=== TASK INPUT ===

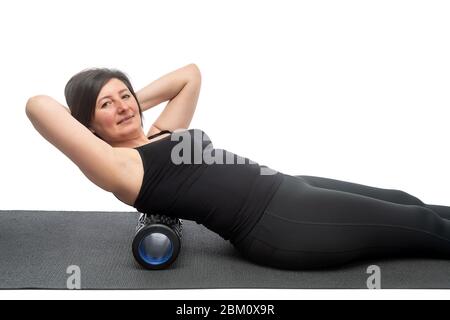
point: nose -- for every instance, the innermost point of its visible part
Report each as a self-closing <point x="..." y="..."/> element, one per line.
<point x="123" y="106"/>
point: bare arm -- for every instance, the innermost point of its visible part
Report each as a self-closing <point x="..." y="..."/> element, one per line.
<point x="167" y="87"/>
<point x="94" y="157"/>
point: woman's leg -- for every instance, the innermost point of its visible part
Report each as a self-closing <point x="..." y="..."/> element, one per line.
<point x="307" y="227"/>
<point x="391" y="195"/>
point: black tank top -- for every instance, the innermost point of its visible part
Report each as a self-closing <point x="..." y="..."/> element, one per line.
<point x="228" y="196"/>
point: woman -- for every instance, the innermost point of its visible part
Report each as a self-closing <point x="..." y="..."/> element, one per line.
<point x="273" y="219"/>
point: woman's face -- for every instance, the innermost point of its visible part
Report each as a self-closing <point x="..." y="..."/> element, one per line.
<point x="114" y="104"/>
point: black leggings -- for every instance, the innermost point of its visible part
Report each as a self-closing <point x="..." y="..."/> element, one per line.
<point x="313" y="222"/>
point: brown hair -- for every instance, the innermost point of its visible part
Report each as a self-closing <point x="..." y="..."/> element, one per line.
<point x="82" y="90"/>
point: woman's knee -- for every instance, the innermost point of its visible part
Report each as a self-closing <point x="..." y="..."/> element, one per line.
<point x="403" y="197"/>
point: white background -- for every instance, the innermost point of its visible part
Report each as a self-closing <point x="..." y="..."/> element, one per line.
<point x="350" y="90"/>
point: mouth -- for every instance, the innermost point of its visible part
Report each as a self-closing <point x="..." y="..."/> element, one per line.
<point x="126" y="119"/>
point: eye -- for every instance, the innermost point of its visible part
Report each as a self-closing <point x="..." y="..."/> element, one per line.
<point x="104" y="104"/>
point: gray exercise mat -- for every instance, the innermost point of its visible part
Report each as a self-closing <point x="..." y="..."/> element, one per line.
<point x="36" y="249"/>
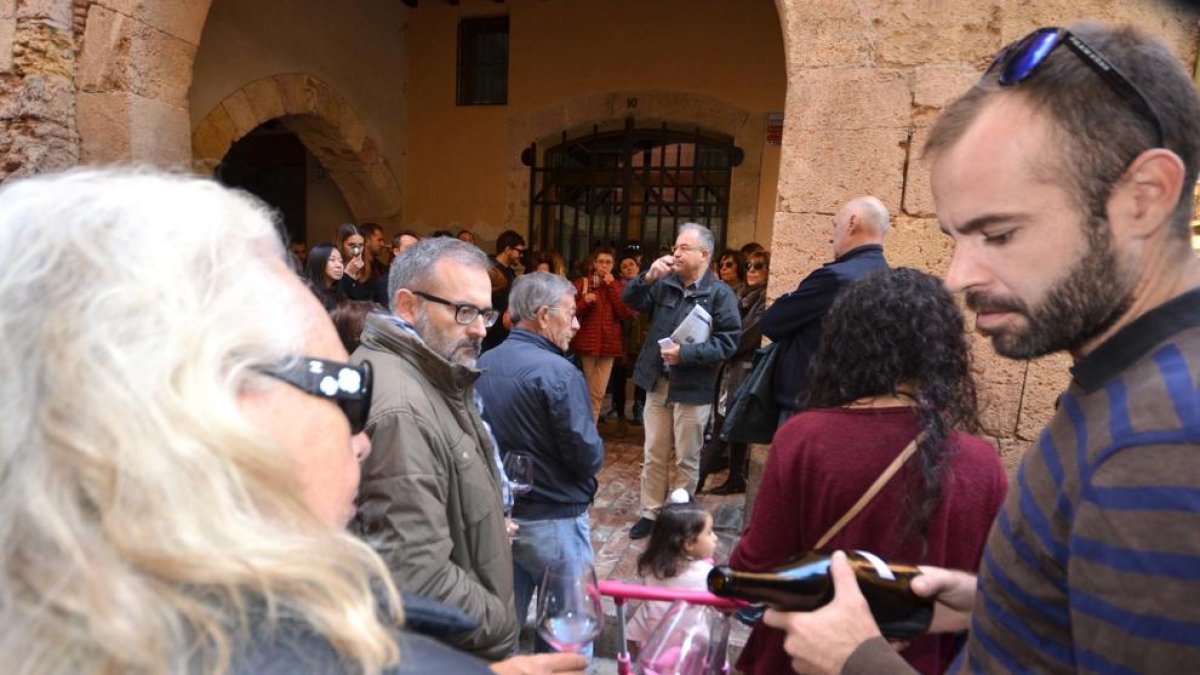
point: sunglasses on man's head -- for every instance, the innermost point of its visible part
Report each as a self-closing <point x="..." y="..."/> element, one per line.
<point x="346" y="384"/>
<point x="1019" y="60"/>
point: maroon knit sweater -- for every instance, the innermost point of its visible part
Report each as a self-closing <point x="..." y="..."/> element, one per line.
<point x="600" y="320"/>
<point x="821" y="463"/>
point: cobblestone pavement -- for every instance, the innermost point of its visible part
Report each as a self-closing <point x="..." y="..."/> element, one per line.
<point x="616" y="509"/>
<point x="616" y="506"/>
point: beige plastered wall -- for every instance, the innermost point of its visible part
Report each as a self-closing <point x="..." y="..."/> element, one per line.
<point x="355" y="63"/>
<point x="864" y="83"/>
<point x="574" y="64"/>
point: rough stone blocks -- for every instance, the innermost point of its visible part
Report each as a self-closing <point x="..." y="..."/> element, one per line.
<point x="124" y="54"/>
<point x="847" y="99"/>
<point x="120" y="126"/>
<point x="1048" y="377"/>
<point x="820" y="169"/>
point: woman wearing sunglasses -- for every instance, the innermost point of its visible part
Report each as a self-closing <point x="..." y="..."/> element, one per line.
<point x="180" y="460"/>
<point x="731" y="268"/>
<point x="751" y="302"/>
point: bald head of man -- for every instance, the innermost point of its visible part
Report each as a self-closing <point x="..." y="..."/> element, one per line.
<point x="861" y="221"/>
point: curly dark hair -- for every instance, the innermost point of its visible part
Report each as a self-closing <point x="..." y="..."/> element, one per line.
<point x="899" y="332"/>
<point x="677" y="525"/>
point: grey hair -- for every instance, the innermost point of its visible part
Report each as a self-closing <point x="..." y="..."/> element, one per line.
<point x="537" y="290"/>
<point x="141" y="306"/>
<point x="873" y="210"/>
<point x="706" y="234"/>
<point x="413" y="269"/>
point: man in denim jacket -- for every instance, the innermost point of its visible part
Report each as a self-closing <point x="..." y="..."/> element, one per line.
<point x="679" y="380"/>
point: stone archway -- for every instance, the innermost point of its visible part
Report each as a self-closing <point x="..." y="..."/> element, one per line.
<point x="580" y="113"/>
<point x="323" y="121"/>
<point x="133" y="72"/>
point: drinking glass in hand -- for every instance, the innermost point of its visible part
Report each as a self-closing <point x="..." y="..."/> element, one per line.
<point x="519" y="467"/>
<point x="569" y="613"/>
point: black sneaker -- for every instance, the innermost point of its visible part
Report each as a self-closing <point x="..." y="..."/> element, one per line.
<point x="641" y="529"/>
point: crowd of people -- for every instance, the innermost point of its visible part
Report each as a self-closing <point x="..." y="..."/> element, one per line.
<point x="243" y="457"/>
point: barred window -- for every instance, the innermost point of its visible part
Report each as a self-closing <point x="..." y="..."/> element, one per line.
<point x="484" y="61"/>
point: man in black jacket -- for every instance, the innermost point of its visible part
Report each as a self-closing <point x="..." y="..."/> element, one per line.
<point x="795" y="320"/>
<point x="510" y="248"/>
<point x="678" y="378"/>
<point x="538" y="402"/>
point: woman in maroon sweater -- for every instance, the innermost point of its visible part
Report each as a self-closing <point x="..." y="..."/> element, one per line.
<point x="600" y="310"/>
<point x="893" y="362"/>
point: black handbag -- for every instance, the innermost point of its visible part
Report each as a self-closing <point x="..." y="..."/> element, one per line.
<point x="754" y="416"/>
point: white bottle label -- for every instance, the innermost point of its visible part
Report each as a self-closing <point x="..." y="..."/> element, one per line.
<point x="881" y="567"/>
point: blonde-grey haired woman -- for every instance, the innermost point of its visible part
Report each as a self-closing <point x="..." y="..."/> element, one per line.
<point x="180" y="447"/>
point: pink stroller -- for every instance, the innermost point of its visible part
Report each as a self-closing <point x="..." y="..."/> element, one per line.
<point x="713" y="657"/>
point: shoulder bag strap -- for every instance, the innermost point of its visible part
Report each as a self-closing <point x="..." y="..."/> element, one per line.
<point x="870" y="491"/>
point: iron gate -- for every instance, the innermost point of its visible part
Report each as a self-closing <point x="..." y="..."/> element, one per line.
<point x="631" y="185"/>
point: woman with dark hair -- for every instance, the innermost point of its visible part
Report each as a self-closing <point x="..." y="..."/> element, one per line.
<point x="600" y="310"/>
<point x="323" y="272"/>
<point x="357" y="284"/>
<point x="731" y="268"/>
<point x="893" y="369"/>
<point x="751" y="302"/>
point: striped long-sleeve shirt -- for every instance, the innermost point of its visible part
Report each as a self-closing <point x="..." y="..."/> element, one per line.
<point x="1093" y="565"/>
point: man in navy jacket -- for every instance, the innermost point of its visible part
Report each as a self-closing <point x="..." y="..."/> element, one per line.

===

_OBJECTIVE_: Reproduce every entry word for word, but omit the pictures.

_WRITTEN RESPONSE_:
point: nose -- for every instance, the innermost point of its visible part
Report each as a self-closing <point x="..." y="..."/> element, one per line.
<point x="123" y="106"/>
point: bare arm -- for every instance, the innermost point of its visible part
Report each as a self-closing <point x="..." y="..."/> element, one per line.
<point x="167" y="87"/>
<point x="94" y="157"/>
point: woman's leg -- for every instance, the innermost point of its visible part
Report each as a self-closing <point x="..." y="..."/> element, one per line.
<point x="307" y="227"/>
<point x="391" y="195"/>
point: black tank top -- for every instance, the innermost point of its visible part
Report each as a self-closing <point x="..." y="..."/> element, one per line.
<point x="228" y="196"/>
point: woman -- for every instance, the innermost point of its visible part
Report each as a self-closing <point x="..." y="..."/> element, one per line.
<point x="273" y="219"/>
point: woman's face -- for every instance, the innermost point of its visible part
Report each as a self-closing <point x="..." y="..."/> element, one per line.
<point x="114" y="104"/>
point: black leggings -- for every instance, the innermost point of its visible part
Report each as a self-closing <point x="..." y="..."/> element, one per line.
<point x="313" y="222"/>
point: brown hair -- for every instance, the innermost point of its visible part
Report each as a self-closing <point x="..." y="..."/> element, one per line.
<point x="82" y="90"/>
point: woman's knee -- for every instance, the innermost point of its visible part
Report each as a self-closing <point x="..." y="..."/> element, one per line.
<point x="403" y="197"/>
point: white background -- for every instance, the innermost point of its visible part
Report each as a self-closing <point x="..." y="..."/> element, one per line.
<point x="350" y="90"/>
point: mouth -- for every instance, the innermost point of its visible part
Report each as a self-closing <point x="..." y="..."/> element, one per line.
<point x="126" y="119"/>
point: eye -- for every instance, the innermost point of its visible part
Report each as a self-closing <point x="..." y="..."/> element, one per line.
<point x="104" y="104"/>
point: gray exercise mat -- for every instance, the innermost point of its visible part
Report each as a self-closing <point x="..." y="..."/> element, one per line.
<point x="36" y="249"/>
point: sunglasses on man's head -- for every instance, the innermost point of its visible part
Report each as a self-closing <point x="..." y="..."/> element, one per line.
<point x="346" y="384"/>
<point x="1019" y="60"/>
point: maroon knit sweater -- for every instance, the innermost point of its visible part
Report each as a self-closing <point x="..." y="..."/> element, one per line.
<point x="600" y="320"/>
<point x="821" y="463"/>
point: cobblestone pavement -- for every instance, the innermost point of its visible part
Report each as a self-closing <point x="..." y="..."/> element, one per line.
<point x="616" y="509"/>
<point x="616" y="506"/>
point: beige plastered wall -- for every instance, the innermost point of its visible part
Report each as a self-closing <point x="..." y="..."/> element, one per line.
<point x="355" y="63"/>
<point x="864" y="83"/>
<point x="574" y="64"/>
point: rough stone blocks -- for every instance, the innermost point of its visible part
Report each as a self-closing <point x="..." y="..."/> element, one per line.
<point x="124" y="54"/>
<point x="847" y="99"/>
<point x="120" y="126"/>
<point x="1048" y="377"/>
<point x="820" y="169"/>
point: woman wearing sunglasses -- for every instance, the innermost point of its visible part
Report each as a self-closing <point x="..." y="..."/> element, one per line.
<point x="180" y="460"/>
<point x="731" y="268"/>
<point x="751" y="302"/>
point: bald head of man -- for every instance, the innermost point of its visible part
Report each as a self-closing <point x="..." y="..."/> element, one per line.
<point x="861" y="221"/>
point: curly dark hair -- for every instance, the innermost point of its visible part
Report each as a self-closing <point x="..." y="..."/> element, one per line.
<point x="899" y="332"/>
<point x="677" y="525"/>
point: grey hair -- for every instance, the innermost point of its visible part
Report each as a self-closing <point x="..." y="..."/> element, one per line.
<point x="537" y="290"/>
<point x="141" y="306"/>
<point x="873" y="210"/>
<point x="706" y="234"/>
<point x="413" y="269"/>
point: man in denim jacket -- for every instance, the innermost point of its visible part
Report each as a self-closing <point x="..." y="..."/> element, one per line.
<point x="679" y="380"/>
point: stone archway -- for every instance, the innermost point of its visible part
Report each as a self-closing <point x="..." y="..."/> element, one per line.
<point x="580" y="113"/>
<point x="323" y="121"/>
<point x="133" y="72"/>
point: drinking glass in hand -- for every instance, the innermost point of its visible part
Report each as a self-closing <point x="..." y="..."/> element, one per line.
<point x="519" y="467"/>
<point x="569" y="613"/>
point: black sneaker -- for every instance, the innermost point of its visible part
Report each as a self-closing <point x="..." y="..."/> element, one per line.
<point x="641" y="529"/>
point: crowd of people -- for every instance, the innermost point of its visible part
Report each as a self-closing <point x="..." y="..."/> element, one per line.
<point x="243" y="457"/>
point: barred window -- for every instance, the innermost point of its visible part
Report each as a self-closing <point x="..." y="..."/> element, one per line.
<point x="484" y="61"/>
point: man in black jacket -- for every instance, the innermost point of its visible part
Report each as a self-closing <point x="..." y="..."/> element, one per line.
<point x="795" y="320"/>
<point x="510" y="248"/>
<point x="678" y="378"/>
<point x="538" y="402"/>
point: woman in maroon sweater -- for every instance, the innermost point of its visible part
Report each as a self-closing <point x="..." y="..."/> element, one per line.
<point x="600" y="310"/>
<point x="893" y="362"/>
point: black handbag -- for every instance, the innermost point of its visible part
Report each as a self-closing <point x="..." y="..."/> element, one per line.
<point x="754" y="416"/>
point: white bottle label -- for every instance, the innermost point of its visible part
Report each as a self-closing <point x="..." y="..."/> element, one per line.
<point x="881" y="567"/>
point: blonde-grey haired woman -- for every instance, the innermost point of its visible part
Report each as a self-closing <point x="..." y="..."/> element, one per line.
<point x="180" y="447"/>
point: pink stroller -- for every instance, the innermost point of its visible part
Report each as a self-closing <point x="..." y="..."/> element, one per line.
<point x="713" y="657"/>
point: shoulder bag strap -- for every instance, the innermost point of its visible part
Report each as a self-closing <point x="..." y="..."/> element, one per line.
<point x="870" y="491"/>
point: iron gate -- for every instance, the innermost point of its visible part
Report each as a self-closing <point x="..." y="..."/> element, one per line.
<point x="631" y="185"/>
point: woman with dark hair -- for every instance, the innermost point of its visible part
Report each as a self-closing <point x="..." y="..."/> element, one per line.
<point x="600" y="310"/>
<point x="323" y="272"/>
<point x="357" y="284"/>
<point x="731" y="268"/>
<point x="893" y="369"/>
<point x="751" y="302"/>
point: striped long-sleeve shirt -- for every instance, the innermost point of its visible part
Report each as a self-closing <point x="..." y="..."/> element, one per line.
<point x="1093" y="565"/>
point: man in navy jacket -- for every instance, the innermost point of its visible part
Report each as a self-closing <point x="..." y="..."/> element, one per line.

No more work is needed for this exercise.